* 記事 *
□ □ □ □

2010年2月6日土曜日

レポート[後期]3

スピノザ『エチカ』第二部定義4について

 スピノザは『エチカ』第二部定義4において「十全な観念 とは、対象との関係を離れてそれ自体で考察される限り、真の観念のすべての特質、あるいは内的特徴を有する観念のことであると解する」 と記している。ここでスピノザが示そうとしている「十全な観念」とはどのようなものなのだろうか。
 まず、引用文中にある「真の観念」についてスピノザは第一部公理6で「真の観念はその対象〔観念されたもの〕と一致しなければならぬ」 としている。では、観念と対象の一致とはどういうことだろうか。
 第二部定理7において「観念の秩序および連結は物の秩序および連結と同一」であることを第一部公理4より証明している。さらに備考において「思惟する実体と延長した実体は同一の実体」であるので、同様にして「延長の様態とその様態の観念とは同一物であって、ただそれが二つの仕方で表現されている」だけであるとしている。つまり「思惟する実体と延長した実体」および「延長の様態とその様態の観念」はそれぞれ「同型性」 をもっていることになる。
 この「同型性」は人間精神と人間身体についても当てはめることが出来る。第二部定理11においてまずは人間精神を構成する最初のものは「現実に存在するある個物の観念」であると述べたうえで、第二部定理13において「人間精神を構成する観念の対象は身体である、あるいは現実に存在するある延長の様態である、そしてそれ以外の何ものでもない」のである。つまり第二部公理4により我々は身体が様々な仕方で刺激されることを感じているが、もし身体が人間精神の対象でないとしたら「身体の変状の観念」が人間精神の中にないことが「同型性」によりわかる。なので「身体の変状の観念」があるということは人間精神の対象は「現実に存在する身体」であるということになる。
 しかし、「身体の変状の観念」よってのみ人間精神は自らの身体と外部の物体を現実に存在するものとして知覚しており、さらにそれらの本性を含んではいるが「十全な認識」を含んでいないのである。スピノザの「認識」についてドゥルーズは「観念の自己定立、観念の「開展」すなわり発展」であるとしている 。「身体の変状の観念」によって得られる認識は「非十全な認識」であり、その認識を構成している観念は「非十全な観念」であるということが言えるだろう。

□ □ □ □

* データ一覧 *
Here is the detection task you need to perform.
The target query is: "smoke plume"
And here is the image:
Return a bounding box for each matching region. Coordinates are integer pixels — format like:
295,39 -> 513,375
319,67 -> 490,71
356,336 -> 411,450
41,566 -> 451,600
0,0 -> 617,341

□ □ □ □

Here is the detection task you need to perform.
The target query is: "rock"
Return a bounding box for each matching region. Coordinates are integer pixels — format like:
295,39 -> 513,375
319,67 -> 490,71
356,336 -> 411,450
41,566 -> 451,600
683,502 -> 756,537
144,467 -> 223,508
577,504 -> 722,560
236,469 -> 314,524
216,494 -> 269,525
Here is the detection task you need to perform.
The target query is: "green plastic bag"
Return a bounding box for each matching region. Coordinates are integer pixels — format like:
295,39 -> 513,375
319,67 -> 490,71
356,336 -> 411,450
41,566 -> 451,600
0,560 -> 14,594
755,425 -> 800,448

□ □ □ □

* 課題 *
1 - スピノザに関する記事の一文「この「同型性」は人間精神と人間身体についても当てはめることが出来る。」を英語に訳してください。
2 - スピノザに関する記事のうち、「この「同型性」は人間精神と人」から「体」であるということになる。」に至るまでの部分を、一字も変えずに書き写してください。
3 - スピノザに関する記事を、最後の文に続けて書き進めてください。
一覧はスピノザに関する記事とは関係がありません。

* 解答 *
1 - This "isomorphism" can also be applied to the human mind and the human body.

2 -
この「同型性」は人間精神と人間身体についても当てはめることが出来る。第二部定理11においてまずは人間精神を構成する最初のものは「現実に存在するある個物の観念」であると述べたうえで、第二部定理13において「人間精神を構成する観念の対象は身体である、あるいは現実に存在するある延長の様態である、そしてそれ以外の何ものでもない」のである。つまり第二部公理4により我々は身体が様々な仕方で刺激されることを感じているが、もし身体が人間精神の対象でないとしたら「身体の変状の観念」が人間精神の中にないことが「同型性」によりわかる。なので「身体の変状の観念」があるということは人間精神の対象は「現実に存在する身体」であるということになる。

3 -
 では十全ないしは非十全な観念を含む十全ないしは非十全な認識の区別を手掛かりにして、両者の区別を行うことにする。
 第二部定理25、27においてスピノザが「人間身体のおのおのの変状の観念」は外部の物体についても、人間身体そのものについても「十全な認識」を含んでいないというとき、第二部定理28で述べているように「単に人間精神に関連している限り」において「十全な認識」ではなく「混乱したもの」となっている。というのも、外部の物体の、そして人間身体(を組織する部分)の「十全な認識」は「神が他の多くの観念に変状したと見られる限りにおいて神の中にある」ので、原因としての神へ辿り着くには他の多くの観念をさかのぼっていくという作業が無限に続き、人間精神に関連している場合にはこの観念の無限連鎖の一部しか知覚できず、「前提のない結論のようなもの」であり「混乱した観念」である、とスピノザは結論付けている。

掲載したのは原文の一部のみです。